• **Extract provided**

Weekend Briefing No. 591
Drones Beat Battleships -- The Cult of Creativity -- The Mass Trauma of Porn
Welcome to the weekend.
Prime Numbers
16 — Tom Cruise holds the Guinness World Record for most burning parachute jumps at 16 during filming of "Mission: Impossible – The Final Reckoning," which helps explain the film's staggering $400 million budget.
160,000 — A single truckload of bees is worth over $160,000, with the USDA valuing each honey bee colony at $129 and each wooden hive at $230.
165,600,000 — The Thunder ($165.6 million payroll, 25th in NBA) and Pacers ($169.1 million, 18th) represent the first NBA Finals in two decades where neither team paid luxury tax.
Introducing the Acquired Briefing
If you're familiar with the Acquired podcast, you know why it's captivating. For those who aren't, Acquired tells the stories and strategies behind great companies, hosted by Ben Gilbert and David Rosenthal. It's the #1 Technology show on both Apple Podcasts and Spotify, reaching over one million listeners per episode. The Wall Street Journal calls it "the business world's favorite podcast."
These aren't typical podcast episodes—they're better described as "conversational audiobooks" that prioritize depth over brevity. Recent guests have included the founders and CEOs of NVIDIA, Berkshire Hathaway, Starbucks, Meta, Spotify, TSMC, and CAA.

• **Requests**
a – Gather every line of the listing that contains the word "instance", treating case as significant.
b – Please continue the weekend briefing newsletter, picking up right after its final sentence.

• **Records for processing**
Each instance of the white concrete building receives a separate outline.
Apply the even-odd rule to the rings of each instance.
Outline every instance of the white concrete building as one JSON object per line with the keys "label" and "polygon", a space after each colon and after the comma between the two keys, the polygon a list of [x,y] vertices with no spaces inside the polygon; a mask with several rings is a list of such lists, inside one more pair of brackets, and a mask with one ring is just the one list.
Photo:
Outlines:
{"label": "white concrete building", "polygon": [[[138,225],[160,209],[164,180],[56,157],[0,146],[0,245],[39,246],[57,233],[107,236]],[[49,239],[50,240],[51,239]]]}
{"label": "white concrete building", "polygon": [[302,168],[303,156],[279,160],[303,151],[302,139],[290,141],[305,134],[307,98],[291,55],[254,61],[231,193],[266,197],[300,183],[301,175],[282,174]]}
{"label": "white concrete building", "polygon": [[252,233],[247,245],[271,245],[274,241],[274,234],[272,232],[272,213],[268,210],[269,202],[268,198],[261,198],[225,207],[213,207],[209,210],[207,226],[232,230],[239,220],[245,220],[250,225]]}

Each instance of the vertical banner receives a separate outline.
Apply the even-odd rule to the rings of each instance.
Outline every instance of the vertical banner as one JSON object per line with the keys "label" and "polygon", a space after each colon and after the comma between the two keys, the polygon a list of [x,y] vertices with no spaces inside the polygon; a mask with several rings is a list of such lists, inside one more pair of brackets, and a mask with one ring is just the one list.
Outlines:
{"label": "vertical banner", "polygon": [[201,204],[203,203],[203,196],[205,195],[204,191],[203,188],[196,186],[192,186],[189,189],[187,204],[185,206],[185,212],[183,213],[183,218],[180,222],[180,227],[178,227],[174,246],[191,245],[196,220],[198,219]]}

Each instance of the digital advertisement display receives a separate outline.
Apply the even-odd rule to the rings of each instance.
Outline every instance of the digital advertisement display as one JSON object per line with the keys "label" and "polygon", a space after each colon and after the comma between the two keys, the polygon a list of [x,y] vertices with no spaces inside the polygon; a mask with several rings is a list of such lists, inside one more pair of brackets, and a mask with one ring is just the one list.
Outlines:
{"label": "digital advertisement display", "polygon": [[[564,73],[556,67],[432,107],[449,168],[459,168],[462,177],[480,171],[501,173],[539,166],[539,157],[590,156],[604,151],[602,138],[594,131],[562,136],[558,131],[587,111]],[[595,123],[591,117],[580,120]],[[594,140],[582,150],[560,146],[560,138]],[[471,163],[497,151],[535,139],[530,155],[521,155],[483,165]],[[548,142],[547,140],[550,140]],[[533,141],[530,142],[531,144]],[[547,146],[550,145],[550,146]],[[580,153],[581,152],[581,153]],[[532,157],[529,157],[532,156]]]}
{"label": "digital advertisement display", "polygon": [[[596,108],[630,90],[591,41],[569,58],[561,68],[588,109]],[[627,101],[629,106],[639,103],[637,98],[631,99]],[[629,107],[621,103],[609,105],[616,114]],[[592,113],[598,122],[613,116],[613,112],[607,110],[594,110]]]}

• **Solved problems**
a –
Each instance of the white concrete building receives a separate outline.
Apply the even-odd rule to the rings of each instance.
Outline every instance of the white concrete building as one JSON object per line with the keys "label" and "polygon", a space after each colon and after the comma between the two keys, the polygon a list of [x,y] vertices with no spaces inside the polygon; a mask with several rings is a list of such lists, inside one more pair of brackets, and a mask with one ring is just the one list.
Each instance of the vertical banner receives a separate outline.
Apply the even-odd rule to the rings of each instance.
Outline every instance of the vertical banner as one JSON object per line with the keys "label" and "polygon", a space after each colon and after the comma between the two keys, the polygon a list of [x,y] vertices with no spaces inside the polygon; a mask with several rings is a list of such lists, inside one more pair of brackets, and a mask with one ring is just the one list.
Each instance of the digital advertisement display receives a separate outline.
Apply the even-odd rule to the rings of each instance.
Outline every instance of the digital advertisement display as one JSON object per line with the keys "label" and "polygon", a space after each colon and after the comma between the two keys, the polygon a list of [x,y] vertices with no spaces inside the polygon; a mask with several rings is a list of such lists, inside one more pair of brackets, and a mask with one ring is just the one list.

b –
The Challenge
Every Acquired episode is packed with brilliant business insights. While I love the audio format, I face a constant challenge: I'm usually listening while running, doing dishes, or commuting. I find myself pausing repeatedly to jot down key insights on my phone. Since there are no written episode summaries available online, I started creating my own detailed briefings after each listen.
The Solution
I realized other fans might want a written reference to review and reinforce their learning. That's why I'm launching the Acquired Briefing—a newsletter that distills each episode's key insights into an accessible, searchable format.
Here's what to expect:
Fresh episodes: Briefings released shortly after new episodes drop
Back catalog series: One briefing every Thursday morning covering their greatest hits
Starting strong: A series of 11 standout episodes, beginning with their most popular
Taylor Swift
What better way to kick things off than with their Taylor Swift episode? Not only is Taylor Swift the biggest music artist of our generation by nearly every metric (it’s not even close!), with the re-recording of her original albums she’s in the process of reshaping the entire music industry in a way no band or artist ever has before. And oh yeah — she’s still only thirty-two.
Click below to read the fascinating story of the business side of T-Swift’s empire and subscribe to get future Acquired Briefings.
Thanks for reading.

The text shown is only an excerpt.